### Фрагмент текста
_ _ _ _ _ _ _

Александр Дмитриевич был доступным и одновременно требовательным командиром. Иногда он заходил к нам в казарму, слушал игру на баяне воздушного стрелка Владимира Тарасова. Затем брал баян и сам играл. Часто ребята просили его рассказать о боях в Испании, о летчиках-добровольцах. Теперь об этом известно из книг, а тогда перед нами выступал очевидец тех событий.
Запомнился его рассказ о том, как восторженно встречали жители Мадрида наши самолеты, которые вели воздушный бой прямо над городом. Тогда группа, где был и Соколов, разгромила армаду фашистских бомбардировщиков, пытавшуюся бомбить беззащитный город.
Он рассказывал, как наших летчиков на аэродроме под Мадридом приветствовал командующий республиканской авиацией. Тот говорил, что враг бомбардирует Мадрид, горожане живут в страхе и ложатся спать без надежды увидеть утреннюю зарю. Республике нечем отражать налеты итало-германской авиации. На вас все надежды, друзья-интернационалисты, на вас смотрит Мадрид, старики, женщины и дети!..

_ _ _ _ _ _ _

### Исходные данные

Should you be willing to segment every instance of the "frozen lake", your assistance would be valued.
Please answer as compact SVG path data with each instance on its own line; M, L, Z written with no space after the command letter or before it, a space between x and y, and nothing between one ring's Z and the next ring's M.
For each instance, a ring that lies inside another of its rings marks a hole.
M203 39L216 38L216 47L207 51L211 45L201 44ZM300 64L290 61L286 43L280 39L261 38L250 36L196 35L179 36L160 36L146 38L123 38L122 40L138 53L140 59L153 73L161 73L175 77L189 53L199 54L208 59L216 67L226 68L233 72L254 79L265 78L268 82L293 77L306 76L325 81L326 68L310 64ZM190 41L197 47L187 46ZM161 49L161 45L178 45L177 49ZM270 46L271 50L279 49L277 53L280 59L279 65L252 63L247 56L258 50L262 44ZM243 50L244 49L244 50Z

_ _ _ _ _ _ _

### Задания
1. Перепишите часть фрагмента текста, начиная со слов «Запомнился его рассказ» и заканчивая словами «женщины и дети!..», заменив «беззащитный» на «мирный».
2. Перечислите всех, кто, согласно последнему предложению фрагмента текста, смотрит на друзей-интернационалистов.
Строки не имеют отношения к фрагменту текста.

### Ответы
1.
Запомнился его рассказ о том, как восторженно встречали жители Мадрида наши самолеты, которые вели воздушный бой прямо над городом. Тогда группа, где был и Соколов, разгромила армаду фашистских бомбардировщиков, пытавшуюся бомбить мирный город.
Он рассказывал, как наших летчиков на аэродроме под Мадридом приветствовал командующий республиканской авиацией. Тот говорил, что враг бомбардирует Мадрид, горожане живут в страхе и ложатся спать без надежды увидеть утреннюю зарю. Республике нечем отражать налеты итало-германской авиации. На вас все надежды, друзья-интернационалисты, на вас смотрит Мадрид, старики, женщины и дети!..

2. Мадрид, старики, женщины, дети.